### What you will do
Extract every entry word for word.

[start]

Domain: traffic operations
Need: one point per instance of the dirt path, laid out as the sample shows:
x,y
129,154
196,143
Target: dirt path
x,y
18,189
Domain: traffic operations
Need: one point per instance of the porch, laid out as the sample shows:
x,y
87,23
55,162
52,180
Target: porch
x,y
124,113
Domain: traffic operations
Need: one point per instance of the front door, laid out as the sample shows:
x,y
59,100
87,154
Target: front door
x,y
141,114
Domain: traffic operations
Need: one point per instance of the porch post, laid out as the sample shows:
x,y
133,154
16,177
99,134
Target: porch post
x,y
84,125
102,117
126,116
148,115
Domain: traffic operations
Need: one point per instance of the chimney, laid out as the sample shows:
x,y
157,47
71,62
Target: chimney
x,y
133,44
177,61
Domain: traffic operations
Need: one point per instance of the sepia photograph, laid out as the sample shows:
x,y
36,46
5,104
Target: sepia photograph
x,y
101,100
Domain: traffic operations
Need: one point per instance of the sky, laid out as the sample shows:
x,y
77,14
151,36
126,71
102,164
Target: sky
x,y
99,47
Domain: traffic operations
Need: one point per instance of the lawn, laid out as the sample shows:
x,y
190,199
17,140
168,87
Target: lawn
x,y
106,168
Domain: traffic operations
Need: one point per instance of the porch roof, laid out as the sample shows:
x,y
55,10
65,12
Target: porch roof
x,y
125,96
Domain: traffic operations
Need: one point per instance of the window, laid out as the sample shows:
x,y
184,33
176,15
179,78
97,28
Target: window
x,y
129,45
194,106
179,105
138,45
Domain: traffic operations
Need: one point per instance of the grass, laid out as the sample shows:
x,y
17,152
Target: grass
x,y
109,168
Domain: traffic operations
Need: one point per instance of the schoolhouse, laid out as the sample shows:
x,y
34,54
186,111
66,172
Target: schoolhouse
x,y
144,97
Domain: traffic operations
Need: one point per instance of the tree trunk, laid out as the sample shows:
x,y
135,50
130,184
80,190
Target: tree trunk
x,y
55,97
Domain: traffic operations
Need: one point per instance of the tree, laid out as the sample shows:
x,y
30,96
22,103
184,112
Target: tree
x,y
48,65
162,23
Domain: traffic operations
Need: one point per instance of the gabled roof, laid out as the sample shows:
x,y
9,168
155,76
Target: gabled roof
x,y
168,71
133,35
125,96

[end]

### Response to the exercise
Domain: traffic operations
Need: one point per instance of the dirt path, laid out as the sample shows:
x,y
129,154
196,143
Target: dirt path
x,y
18,189
Domain: traffic operations
Need: one point per instance of the porch, laid out as the sample shows:
x,y
87,23
55,162
52,180
Target: porch
x,y
124,113
Domain: traffic operations
Need: one point per instance of the front door, laid out as the sample shows:
x,y
59,100
87,154
Target: front door
x,y
141,114
Domain: traffic operations
Need: one point per instance of the porch post, laid out as the sample shows:
x,y
133,154
16,177
99,134
Target: porch post
x,y
84,125
102,117
126,116
148,115
Domain: traffic operations
Need: one point per instance of the chimney, laid out as the sample shows:
x,y
157,47
71,62
Target: chimney
x,y
133,44
177,61
Domain: traffic operations
Need: one point per instance of the sepia photograph, laid out as the sample shows:
x,y
36,46
5,104
Target: sepia photograph
x,y
101,100
Domain: traffic operations
Need: one point per instance of the sky, laid out as the sample shows:
x,y
77,14
151,36
126,71
102,164
Target: sky
x,y
99,47
Domain: traffic operations
Need: one point per instance of the lawn, laid out as the sample shows:
x,y
190,199
17,140
168,87
Target: lawn
x,y
106,168
Domain: traffic operations
Need: one point per instance of the porch roof, laid out as the sample shows:
x,y
55,10
65,12
Target: porch roof
x,y
125,96
Domain: traffic operations
Need: one point per instance of the window, laid out as the sample shows:
x,y
184,33
176,15
179,78
97,28
Target: window
x,y
129,45
194,106
179,105
138,45
Domain: traffic operations
Need: one point per instance of the grass, laid out as the sample shows:
x,y
17,152
Target: grass
x,y
109,168
Domain: traffic operations
Need: one point per instance of the schoolhouse, laid out as the sample shows:
x,y
34,54
186,111
66,172
Target: schoolhouse
x,y
144,97
Domain: traffic operations
Need: one point per instance of the tree trunk, laid out as the sample shows:
x,y
135,50
130,184
80,190
Target: tree trunk
x,y
55,97
Domain: traffic operations
Need: one point per instance of the tree, laid out as the sample shows:
x,y
30,96
22,103
184,112
Target: tree
x,y
48,65
162,23
Domain: traffic operations
Need: one point per instance of the gabled roof, laid out as the sample shows:
x,y
9,168
155,76
Target: gabled roof
x,y
168,71
133,35
125,96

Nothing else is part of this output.